##### Text provided #####
By editorial board • 

Force does not always lead to best outcome

When a police officer catches a thief in the act, training and experience give him a good idea how his quarry is going to respond and what he should do to counter that. But confronting a citizen in the grip of a psychotic episode can and often does leave the same officer at a loss, as Yamhill County Sheriff Tim Svenson noted in a recent talk hosted by the local chapter of the National Alliance on Mental Illness.

Today’s best practice, embraced by both Svenson and his municipal counterpart, McMinnville Police Chief Matt Scales, relies on early intervention by a specialized Crisis Intervention Team. Such a team consists of officers trained to recognize situations driven by mental impairment and bring them to a successful conclusion through de-escalation and diversion rather than blind application of force.

The concept arose from a police shooting in Memphis in 1995, and it has been gradually gaining currency ever since.
##### Source excerpt #####
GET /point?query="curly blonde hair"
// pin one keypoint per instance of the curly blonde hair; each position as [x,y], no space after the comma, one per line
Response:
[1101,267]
#####
Requests:
1) Condense the paragraph of the editorial on police crisis response that begins "Today’s best practice" into a short bulleted list that keeps its main facts.
2) According to the editorial on police crisis response, what event gave rise to the Crisis Intervention Team concept?
3) Extend the editorial on police crisis response, picking up after its final sentence.
This material has no connection to the editorial on police responses to mental health crises.

Results of the exercise:
1)
- Current best practice is supported by Yamhill County Sheriff Tim Svenson and McMinnville Police Chief Matt Scales.
- It relies on early intervention by a specialized Crisis Intervention Team.
- The team is made up of officers trained to recognize situations driven by mental impairment.
- They aim to resolve these situations through de-escalation and diversion instead of blind use of force.

2) A police shooting in Memphis in 1995.

3)
From the earliest stirrings of recorded history, thousands of years ago, manifestations of mental illness have frightened the forces of human social order. And for good reason.

Criminal behavior generally has one of two root causes — greed or mental illness.

The former is purposeful, thus subject to rational analysis and response. Perpetrators are looking for an unfair, undeserved edge, and are willing to cut corners to get it.

The latter is something else entirely. Its randomness makes it much harder to counter when it crosses to the realm of criminality.
In early civilizations emerging in Asia, Africa and Europe, aimlessly disruptive behavior was typically ascribed to such supernatural causes as demonic possession or the wrath of the gods. How else to explain actions not driven by hope of ill-gotten gain?

In such cases, it wasn’t enough to exact a penalty calculated to tip the balance enough so the undesired behavior no longer promised to pay off, the essence of the deterrent approach, which might work for the rational man, but had no hope of success with his irrational counterpart.

It’s no wonder the “insane” were locked away in asylums or dungeons in medieval Europe, or that “witches” were burned at the stake in colonial New England. To have any validity, a deterrent needed to be permanent.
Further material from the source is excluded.